[ARTICLE]
** START **

Tuesday, July 24, 2007

My Updates...

News Alert! - I have been excused from my reservist training. But the situation leading up to such an arrangement is nothing short of being controversial. I admit that I was too rash and made a bad decision.

Seems that I can't do anything right these days. Been rather troubled by my responses to things around me.

1. Realised that I cannot cope with the onslaught of things at work. The schedule is tremendous. SOO revealed a lot of my incapability to multi-task and helped me appreciate the strengths of others much better.

2. I realise my greed in wanting to do everything well. So much that I expect a lot more from myself and in the process, disappoint myself when I fail to do things well. Perhaps I need to learn to focus more on what I do best first.

3. The reservist experience has been cut short by my careless assessment of the situation. I think that I have been too accustomed to comfort and as a result, dread going back to camp to do all that I used to do. I don't know what came over me but I am shocked by my own insistence to exercise my "right" not to go outfield because of my assumed PES status requirement. Looking back, there is nothing but regret and guilt that I have presented a very bad image as a child of God. The numerous pairs of eyes that witnessed my nonsense must have been very shocked.

** END **

[THE TASKS]
[1] In the blog post, swap "schedule" for "workload" and write out the passage starting at "Tuesday, July 24, 2007" and ending at "do best first.".
[2] Answer these questions about the blog post:
(a) What has the writer been excused from?
(b) According to the writer, what did SOO reveal?
(c) What status requirement did the writer assume when refusing to go outfield?
[3] Pick up the blog post about reservist training right after its final sentence and write the next part.

[DATASET CONTENT]

** START **

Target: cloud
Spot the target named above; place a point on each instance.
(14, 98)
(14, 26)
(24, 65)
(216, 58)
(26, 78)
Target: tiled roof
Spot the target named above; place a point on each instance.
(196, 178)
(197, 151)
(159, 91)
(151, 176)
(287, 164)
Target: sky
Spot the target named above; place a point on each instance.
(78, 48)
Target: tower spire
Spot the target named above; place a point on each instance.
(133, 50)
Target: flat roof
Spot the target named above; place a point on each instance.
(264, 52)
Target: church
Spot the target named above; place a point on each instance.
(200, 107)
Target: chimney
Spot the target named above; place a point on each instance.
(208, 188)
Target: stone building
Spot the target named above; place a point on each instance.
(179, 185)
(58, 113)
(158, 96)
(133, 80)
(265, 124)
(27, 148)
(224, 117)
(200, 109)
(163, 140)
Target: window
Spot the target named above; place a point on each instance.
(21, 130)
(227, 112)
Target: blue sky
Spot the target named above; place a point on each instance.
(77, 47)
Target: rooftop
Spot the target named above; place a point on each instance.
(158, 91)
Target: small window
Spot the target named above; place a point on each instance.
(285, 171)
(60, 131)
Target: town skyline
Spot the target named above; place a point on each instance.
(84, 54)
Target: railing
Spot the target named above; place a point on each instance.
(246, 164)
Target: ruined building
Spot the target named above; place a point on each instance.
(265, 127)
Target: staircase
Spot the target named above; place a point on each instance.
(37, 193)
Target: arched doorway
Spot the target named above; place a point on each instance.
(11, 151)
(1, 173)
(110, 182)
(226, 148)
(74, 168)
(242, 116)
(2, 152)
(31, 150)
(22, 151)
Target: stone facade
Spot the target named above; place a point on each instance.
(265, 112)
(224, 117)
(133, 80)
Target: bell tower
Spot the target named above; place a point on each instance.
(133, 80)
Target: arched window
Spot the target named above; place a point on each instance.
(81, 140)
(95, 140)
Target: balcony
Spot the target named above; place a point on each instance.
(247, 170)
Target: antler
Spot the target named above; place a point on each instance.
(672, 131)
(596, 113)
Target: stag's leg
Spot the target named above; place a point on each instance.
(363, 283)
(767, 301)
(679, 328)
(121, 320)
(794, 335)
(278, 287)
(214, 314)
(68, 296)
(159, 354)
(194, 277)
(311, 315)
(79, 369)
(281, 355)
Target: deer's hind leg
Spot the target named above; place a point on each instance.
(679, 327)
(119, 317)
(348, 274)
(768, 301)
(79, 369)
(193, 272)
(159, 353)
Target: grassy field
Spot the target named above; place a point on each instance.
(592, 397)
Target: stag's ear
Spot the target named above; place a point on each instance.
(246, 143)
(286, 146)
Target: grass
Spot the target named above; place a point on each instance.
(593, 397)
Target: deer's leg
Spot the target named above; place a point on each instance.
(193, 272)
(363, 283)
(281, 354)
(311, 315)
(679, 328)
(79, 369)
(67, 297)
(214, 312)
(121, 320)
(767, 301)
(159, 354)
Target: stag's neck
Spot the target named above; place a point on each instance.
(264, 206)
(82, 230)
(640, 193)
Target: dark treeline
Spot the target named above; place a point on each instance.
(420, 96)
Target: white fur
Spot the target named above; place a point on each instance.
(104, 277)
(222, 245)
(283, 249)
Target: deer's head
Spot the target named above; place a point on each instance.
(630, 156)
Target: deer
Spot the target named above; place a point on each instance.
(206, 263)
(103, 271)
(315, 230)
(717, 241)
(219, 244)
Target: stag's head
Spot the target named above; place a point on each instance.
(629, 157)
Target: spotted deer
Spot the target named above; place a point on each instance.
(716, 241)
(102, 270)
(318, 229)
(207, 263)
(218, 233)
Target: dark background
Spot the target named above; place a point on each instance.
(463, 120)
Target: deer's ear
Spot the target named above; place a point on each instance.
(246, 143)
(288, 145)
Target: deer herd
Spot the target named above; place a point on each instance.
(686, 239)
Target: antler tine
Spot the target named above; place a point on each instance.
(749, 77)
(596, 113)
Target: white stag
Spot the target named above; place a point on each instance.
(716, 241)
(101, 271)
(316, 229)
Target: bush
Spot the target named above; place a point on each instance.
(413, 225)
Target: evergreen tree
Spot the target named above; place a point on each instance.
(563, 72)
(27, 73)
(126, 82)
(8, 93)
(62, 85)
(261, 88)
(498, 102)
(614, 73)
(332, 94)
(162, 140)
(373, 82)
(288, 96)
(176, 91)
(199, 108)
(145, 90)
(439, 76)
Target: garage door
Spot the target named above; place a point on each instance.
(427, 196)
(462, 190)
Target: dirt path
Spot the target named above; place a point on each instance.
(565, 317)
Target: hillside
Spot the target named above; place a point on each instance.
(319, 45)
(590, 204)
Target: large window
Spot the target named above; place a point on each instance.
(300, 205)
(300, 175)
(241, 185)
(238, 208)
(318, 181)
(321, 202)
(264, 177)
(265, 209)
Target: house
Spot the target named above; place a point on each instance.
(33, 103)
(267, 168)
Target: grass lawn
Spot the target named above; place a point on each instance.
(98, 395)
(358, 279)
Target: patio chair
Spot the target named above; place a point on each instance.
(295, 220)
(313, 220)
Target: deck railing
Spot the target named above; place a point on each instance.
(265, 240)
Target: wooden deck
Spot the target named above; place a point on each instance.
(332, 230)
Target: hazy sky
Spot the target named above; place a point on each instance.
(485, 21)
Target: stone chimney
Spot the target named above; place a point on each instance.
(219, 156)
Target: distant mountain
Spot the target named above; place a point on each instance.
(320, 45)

** END **

[EXPECTED ANSWERS]
[1]
Tuesday, July 24, 2007

My Updates...

News Alert! - I have been excused from my reservist training. But the situation leading up to such an arrangement is nothing short of being controversial. I admit that I was too rash and made a bad decision.

Seems that I can't do anything right these days. Been rather troubled by my responses to things around me.

1. Realised that I cannot cope with the onslaught of things at work. The workload is tremendous. SOO revealed a lot of my incapability to multi-task and helped me appreciate the strengths of others much better.

2. I realise my greed in wanting to do everything well. So much that I expect a lot more from myself and in the process, disappoint myself when I fail to do things well. Perhaps I need to learn to focus more on what I do best first.

[2]
(a) Reservist training.
(b) A lot of the writer's incapability to multi-task.
(c) A PES status requirement.

[3]
4. My ability to relate to the general group is really far from ideal. Being a higher ranked officer made me more alienated than ever. Throughout this incident, I realised how immature I have been in handling the responsibilities presented to me. I also found it hard to engage myself with the general group of people. I can't hold up a decent conversation and the general spirit I present is one of tiredness and negativity. There is nothing postive from me at all. It was a grave mistake to go to camp without preparing myself mentally and physically. As I left the camp this morning, I felt so small, so insignificant because I have contributed nothing to this team even though I was to have played a very important role if I stayed on.

Its an uphill task ahead to recover from it all. School is back. I will need God's grace as much as ever.

3 comments:

yamcm said...

hi bro,

guess things must be spinning off control...soundz like things going at crazy speed.

take care though, i trust that in all this you'll be able to cope and do well by the grace of God :-))

take time to rest abit though

j.m

leng said...

Believe your tiredness is taking a toil on you. Keeping you in prayers, as you seek Him for refreshment =)

Do not lose courage. Press on bro!

Tyrant Chu said...

thanks all. I understand what is happening and I'll be careful. All is not lost. But I wanted to share my moments of vulnerability when it comes. Its really a good time to learn and grow.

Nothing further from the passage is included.